*Records shown:*
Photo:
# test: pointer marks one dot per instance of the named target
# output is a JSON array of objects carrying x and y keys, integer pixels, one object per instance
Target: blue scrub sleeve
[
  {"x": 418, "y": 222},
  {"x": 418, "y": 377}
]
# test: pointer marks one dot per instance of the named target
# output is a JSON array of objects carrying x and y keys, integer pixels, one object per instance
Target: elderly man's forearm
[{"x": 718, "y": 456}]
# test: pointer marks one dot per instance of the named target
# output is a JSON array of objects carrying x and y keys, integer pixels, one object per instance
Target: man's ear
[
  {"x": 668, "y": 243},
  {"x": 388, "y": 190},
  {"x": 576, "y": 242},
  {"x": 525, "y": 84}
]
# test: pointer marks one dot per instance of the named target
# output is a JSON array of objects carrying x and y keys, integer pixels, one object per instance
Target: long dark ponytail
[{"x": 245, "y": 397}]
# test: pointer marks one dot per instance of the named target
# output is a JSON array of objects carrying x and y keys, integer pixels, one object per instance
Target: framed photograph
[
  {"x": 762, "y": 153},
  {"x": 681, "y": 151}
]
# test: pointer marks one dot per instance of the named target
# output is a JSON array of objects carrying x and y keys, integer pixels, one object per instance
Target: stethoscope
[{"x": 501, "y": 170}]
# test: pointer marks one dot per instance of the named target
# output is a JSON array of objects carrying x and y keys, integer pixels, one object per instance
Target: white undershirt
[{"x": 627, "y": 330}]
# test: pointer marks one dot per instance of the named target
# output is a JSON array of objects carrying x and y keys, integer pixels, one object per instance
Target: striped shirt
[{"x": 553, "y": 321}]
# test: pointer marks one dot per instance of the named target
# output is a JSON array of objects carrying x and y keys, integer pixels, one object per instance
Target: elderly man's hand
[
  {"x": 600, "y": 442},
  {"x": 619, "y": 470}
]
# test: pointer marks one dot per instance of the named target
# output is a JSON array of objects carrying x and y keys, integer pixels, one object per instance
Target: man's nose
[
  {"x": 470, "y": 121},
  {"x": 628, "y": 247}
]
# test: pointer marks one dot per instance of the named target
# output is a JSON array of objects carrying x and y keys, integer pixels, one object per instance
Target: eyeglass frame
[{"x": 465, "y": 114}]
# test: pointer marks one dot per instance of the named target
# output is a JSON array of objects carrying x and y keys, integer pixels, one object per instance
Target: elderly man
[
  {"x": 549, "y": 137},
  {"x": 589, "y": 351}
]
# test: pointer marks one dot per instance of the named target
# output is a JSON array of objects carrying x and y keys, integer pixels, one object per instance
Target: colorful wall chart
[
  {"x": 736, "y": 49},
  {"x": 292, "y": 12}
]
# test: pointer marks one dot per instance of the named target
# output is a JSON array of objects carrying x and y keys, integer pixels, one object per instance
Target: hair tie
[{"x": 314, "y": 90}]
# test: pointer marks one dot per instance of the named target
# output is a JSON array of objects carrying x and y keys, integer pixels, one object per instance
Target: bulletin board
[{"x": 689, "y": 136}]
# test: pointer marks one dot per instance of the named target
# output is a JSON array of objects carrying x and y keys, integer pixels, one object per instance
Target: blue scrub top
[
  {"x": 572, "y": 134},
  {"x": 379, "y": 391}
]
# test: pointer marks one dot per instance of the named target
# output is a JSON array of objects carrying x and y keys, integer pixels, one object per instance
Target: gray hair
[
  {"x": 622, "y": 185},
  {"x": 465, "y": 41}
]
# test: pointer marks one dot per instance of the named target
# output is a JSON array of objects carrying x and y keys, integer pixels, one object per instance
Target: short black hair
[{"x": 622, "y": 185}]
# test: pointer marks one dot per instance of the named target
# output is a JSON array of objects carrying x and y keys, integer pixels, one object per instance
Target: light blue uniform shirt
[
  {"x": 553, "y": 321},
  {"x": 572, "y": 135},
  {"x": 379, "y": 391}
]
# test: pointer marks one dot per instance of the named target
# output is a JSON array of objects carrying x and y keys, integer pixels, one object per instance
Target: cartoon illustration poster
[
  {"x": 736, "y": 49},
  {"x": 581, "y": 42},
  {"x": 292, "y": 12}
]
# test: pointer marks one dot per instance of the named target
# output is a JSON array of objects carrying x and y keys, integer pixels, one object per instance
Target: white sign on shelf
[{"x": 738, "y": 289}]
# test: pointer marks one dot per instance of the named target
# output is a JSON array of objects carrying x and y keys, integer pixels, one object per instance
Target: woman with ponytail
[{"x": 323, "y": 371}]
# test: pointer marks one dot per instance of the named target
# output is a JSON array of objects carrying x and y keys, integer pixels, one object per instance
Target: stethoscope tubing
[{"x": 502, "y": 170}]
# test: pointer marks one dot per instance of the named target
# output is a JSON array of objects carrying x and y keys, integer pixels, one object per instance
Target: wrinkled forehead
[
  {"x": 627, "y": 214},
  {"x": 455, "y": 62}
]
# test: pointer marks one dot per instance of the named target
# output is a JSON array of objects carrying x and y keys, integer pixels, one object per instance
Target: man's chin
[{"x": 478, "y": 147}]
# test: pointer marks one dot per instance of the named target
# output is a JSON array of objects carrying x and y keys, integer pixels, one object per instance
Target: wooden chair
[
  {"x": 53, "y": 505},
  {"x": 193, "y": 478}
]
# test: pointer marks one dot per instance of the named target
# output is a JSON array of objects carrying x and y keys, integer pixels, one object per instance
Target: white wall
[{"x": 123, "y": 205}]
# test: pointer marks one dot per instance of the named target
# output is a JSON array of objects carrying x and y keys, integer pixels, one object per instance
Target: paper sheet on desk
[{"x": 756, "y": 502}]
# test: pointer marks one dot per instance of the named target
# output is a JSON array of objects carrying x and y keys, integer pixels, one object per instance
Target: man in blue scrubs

*Goal:* Give back each line above precisely as it stands.

*Solution to this problem:*
Photo:
# test: pointer marks one dot per instance of the named target
# output is a JSON array of objects carrying x and y keys, integer pixels, one object per instance
Target: blue scrub sleeve
[
  {"x": 418, "y": 222},
  {"x": 418, "y": 377}
]
# test: pointer marks one dot per instance of the named target
# output is a JSON array of objects carrying x and y keys, integer pixels, one object per instance
Target: elderly man's forearm
[{"x": 718, "y": 456}]
# test: pointer marks one dot per instance of the named target
# output is a JSON array of objects carrying x and y keys, integer pixels, one object per instance
Target: man's ear
[
  {"x": 668, "y": 243},
  {"x": 388, "y": 190},
  {"x": 576, "y": 242},
  {"x": 525, "y": 84}
]
# test: pointer marks one dot per instance of the named target
# output is a JSON array of objects carrying x and y keys, integer pixels, one object per instance
Target: long dark ponytail
[{"x": 245, "y": 397}]
# test: pointer marks one dot per instance of the named target
# output is a JSON array of objects carrying x and y keys, integer pixels, one object per instance
Target: framed photograph
[
  {"x": 762, "y": 153},
  {"x": 681, "y": 151}
]
# test: pointer marks one dot per instance of the named target
# output is a JSON array of objects carrying x and y keys, integer pixels, one object per instance
Target: stethoscope
[{"x": 501, "y": 170}]
# test: pointer marks one dot per instance of the named target
# output is a JSON array of objects carrying x and y keys, integer pixels, one object per instance
Target: white undershirt
[{"x": 627, "y": 330}]
# test: pointer marks one dot per instance of the named target
# output is a JSON array of objects carrying x and y keys, integer pixels, one object per instance
Target: striped shirt
[{"x": 553, "y": 321}]
# test: pointer marks one dot per instance of the named target
# output is a JSON array of objects carrying x and y keys, integer pixels, one object per instance
Target: elderly man's hand
[
  {"x": 600, "y": 442},
  {"x": 619, "y": 470}
]
# test: pointer marks one dot per instance of the named target
# output is a JSON array of objects carrying x and y keys, integer pixels, one object per instance
Target: man's nose
[
  {"x": 470, "y": 121},
  {"x": 628, "y": 247}
]
# test: pointer marks one dot per instance of the named target
# output is a JSON array of objects carrying x and y keys, integer pixels, one object per instance
Target: eyeglass frame
[{"x": 465, "y": 114}]
# test: pointer marks one dot per instance of the named target
# output is a JSON array of objects carrying x and y keys, integer pixels, one object per instance
Target: elderly man
[
  {"x": 549, "y": 137},
  {"x": 589, "y": 351}
]
# test: pointer marks one dot per instance of the named target
# output is a JSON array of objects carrying x and y keys, integer pixels, one object per instance
Target: colorful wall chart
[
  {"x": 736, "y": 49},
  {"x": 292, "y": 12}
]
# test: pointer marks one dot per instance of the named target
# output is a JSON array of objects carrying x and y keys, integer pixels, one object per instance
Target: hair tie
[{"x": 314, "y": 90}]
# test: pointer marks one dot per instance of the named target
# output is a JSON array of objects carrying x and y keys, integer pixels, one object per instance
Target: bulletin board
[{"x": 689, "y": 136}]
# test: pointer marks one dot per instance of the named target
# output is a JSON array of objects carrying x and y keys, integer pixels, one object per instance
Target: blue scrub top
[
  {"x": 572, "y": 134},
  {"x": 379, "y": 391}
]
# test: pointer marks one dot per instance of the named target
# output is a JSON array of objects carrying x and y keys, integer pixels, one object per instance
Target: gray hair
[
  {"x": 622, "y": 185},
  {"x": 465, "y": 41}
]
# test: pointer marks one dot per instance of the named target
# output is a JSON array of objects carrying x and y keys, integer pixels, one object per instance
Target: short black hair
[{"x": 622, "y": 185}]
# test: pointer marks one dot per instance of the named target
# output is a JSON array of objects carrying x and y keys, integer pixels, one object per instance
Target: light blue uniform shirt
[
  {"x": 553, "y": 321},
  {"x": 572, "y": 135},
  {"x": 379, "y": 391}
]
# test: pointer marks one dot per instance of the named target
# output is a JSON array of objects carrying x and y keys, integer pixels, one object per instance
Target: cartoon illustration poster
[
  {"x": 736, "y": 49},
  {"x": 581, "y": 42},
  {"x": 292, "y": 12}
]
# test: pointer marks one dot per instance of the named target
# output is a JSON array of objects carrying x and y keys, integer pixels, one object per instance
Target: white sign on shelf
[{"x": 738, "y": 289}]
# test: pointer marks one dot per instance of the named target
# output is a JSON array of objects carrying x and y keys, integer pixels, one object per instance
Target: woman with ponytail
[{"x": 323, "y": 371}]
# test: pointer marks one dot per instance of the named target
# output is a JSON array of objects carrying x and y keys, integer pixels, one object per instance
Target: stethoscope tubing
[{"x": 502, "y": 170}]
# test: pointer marks one dot per instance of the named target
# output is a JSON array of objects carrying x and y keys, integer pixels, one object per instance
Target: wrinkled forehead
[
  {"x": 627, "y": 214},
  {"x": 455, "y": 62}
]
# test: pointer marks one dot per instance of the named target
# output is a JSON array of objects carrying x and y keys, integer pixels, one object per instance
Target: man's chin
[{"x": 478, "y": 147}]
# test: pointer marks one dot per instance of the named target
# output is a JSON array of objects carrying x and y keys, integer pixels, one object per instance
Target: wooden chair
[
  {"x": 53, "y": 505},
  {"x": 193, "y": 478}
]
# test: pointer marks one dot per instance of the named target
# output is a JSON array of objects carrying x and y keys, integer pixels, one object per instance
Target: white wall
[{"x": 123, "y": 205}]
# test: pointer marks one dot per instance of the named target
# output is a JSON array of objects carrying x and y keys, integer pixels, one object per instance
Target: paper sheet on desk
[{"x": 756, "y": 502}]
# test: pointer marks one dot per instance of the named target
# output is a JSON array of objects carrying x and y keys, integer pixels, one object per instance
Target: man in blue scrubs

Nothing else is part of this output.